-- start EXTRACTED MATERIAL --

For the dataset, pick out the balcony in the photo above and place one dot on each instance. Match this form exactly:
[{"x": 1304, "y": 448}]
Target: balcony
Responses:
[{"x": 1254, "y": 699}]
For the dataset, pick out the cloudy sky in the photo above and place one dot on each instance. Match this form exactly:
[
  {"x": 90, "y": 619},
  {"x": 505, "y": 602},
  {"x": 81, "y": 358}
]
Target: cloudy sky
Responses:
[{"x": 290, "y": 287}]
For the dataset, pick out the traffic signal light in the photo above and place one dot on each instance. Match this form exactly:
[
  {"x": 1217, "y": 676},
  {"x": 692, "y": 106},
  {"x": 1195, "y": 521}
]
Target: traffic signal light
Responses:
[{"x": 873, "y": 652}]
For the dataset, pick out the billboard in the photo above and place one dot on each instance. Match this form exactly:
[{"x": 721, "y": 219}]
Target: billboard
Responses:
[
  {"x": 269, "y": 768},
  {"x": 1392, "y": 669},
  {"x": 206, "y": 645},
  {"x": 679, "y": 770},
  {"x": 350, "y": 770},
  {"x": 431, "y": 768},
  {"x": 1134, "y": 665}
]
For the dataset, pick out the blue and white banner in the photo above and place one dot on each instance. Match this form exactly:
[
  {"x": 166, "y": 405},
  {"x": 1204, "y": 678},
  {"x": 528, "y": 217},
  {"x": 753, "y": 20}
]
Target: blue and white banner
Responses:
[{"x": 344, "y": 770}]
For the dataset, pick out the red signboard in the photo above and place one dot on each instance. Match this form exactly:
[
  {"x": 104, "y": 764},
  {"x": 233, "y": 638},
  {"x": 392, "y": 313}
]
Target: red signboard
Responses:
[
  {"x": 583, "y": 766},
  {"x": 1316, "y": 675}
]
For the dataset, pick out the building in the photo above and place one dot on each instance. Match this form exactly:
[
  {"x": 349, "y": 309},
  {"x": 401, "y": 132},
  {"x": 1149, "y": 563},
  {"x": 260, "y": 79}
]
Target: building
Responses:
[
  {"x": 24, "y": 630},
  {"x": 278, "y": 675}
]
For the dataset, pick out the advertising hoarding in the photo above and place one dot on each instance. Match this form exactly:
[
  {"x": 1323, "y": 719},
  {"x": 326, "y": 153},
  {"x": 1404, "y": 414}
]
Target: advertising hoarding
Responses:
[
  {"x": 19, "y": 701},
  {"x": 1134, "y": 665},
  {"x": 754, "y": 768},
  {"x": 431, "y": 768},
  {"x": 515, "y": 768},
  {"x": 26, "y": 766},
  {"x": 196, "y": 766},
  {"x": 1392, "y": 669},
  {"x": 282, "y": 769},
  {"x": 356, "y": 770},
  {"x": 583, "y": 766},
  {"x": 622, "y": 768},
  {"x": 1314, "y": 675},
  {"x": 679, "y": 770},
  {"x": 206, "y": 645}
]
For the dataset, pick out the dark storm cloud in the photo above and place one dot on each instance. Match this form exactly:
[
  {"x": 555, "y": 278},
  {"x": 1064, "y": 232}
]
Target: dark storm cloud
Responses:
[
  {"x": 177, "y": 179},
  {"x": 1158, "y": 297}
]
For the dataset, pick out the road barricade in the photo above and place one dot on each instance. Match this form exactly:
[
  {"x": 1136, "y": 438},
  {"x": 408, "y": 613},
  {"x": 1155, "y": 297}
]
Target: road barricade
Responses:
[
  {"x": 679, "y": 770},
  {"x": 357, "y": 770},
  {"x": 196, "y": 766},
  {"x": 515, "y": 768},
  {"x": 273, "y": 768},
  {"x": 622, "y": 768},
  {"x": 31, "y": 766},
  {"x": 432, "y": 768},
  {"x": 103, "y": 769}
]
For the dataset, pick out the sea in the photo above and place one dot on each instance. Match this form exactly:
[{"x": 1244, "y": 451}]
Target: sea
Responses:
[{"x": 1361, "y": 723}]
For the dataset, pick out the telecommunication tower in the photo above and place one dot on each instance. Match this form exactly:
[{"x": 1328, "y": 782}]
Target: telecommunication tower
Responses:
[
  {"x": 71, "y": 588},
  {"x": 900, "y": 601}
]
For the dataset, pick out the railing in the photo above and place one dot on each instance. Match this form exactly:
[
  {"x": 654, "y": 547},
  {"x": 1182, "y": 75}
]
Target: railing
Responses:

-- end EXTRACTED MATERIAL --

PROBLEM TO WORK ON:
Begin at the line of the data that has "For the dataset, pick out the telecommunication" and stop after the last line of the data, writing out every line again in full. Shift each coordinate listed under "Responses:" up by 82, and leave all other numbers unchanged.

THE RESPONSE:
For the dataset, pick out the telecommunication tower in the photo above and place one dot on each instance. Match this form exactly:
[{"x": 1328, "y": 782}]
Target: telecommunication tower
Responses:
[
  {"x": 153, "y": 670},
  {"x": 982, "y": 683}
]
For the dataset, pick out the railing in the photo above and place one dot on each instance. Match this form exactly:
[
  {"x": 654, "y": 547},
  {"x": 1182, "y": 75}
]
Target: railing
Responses:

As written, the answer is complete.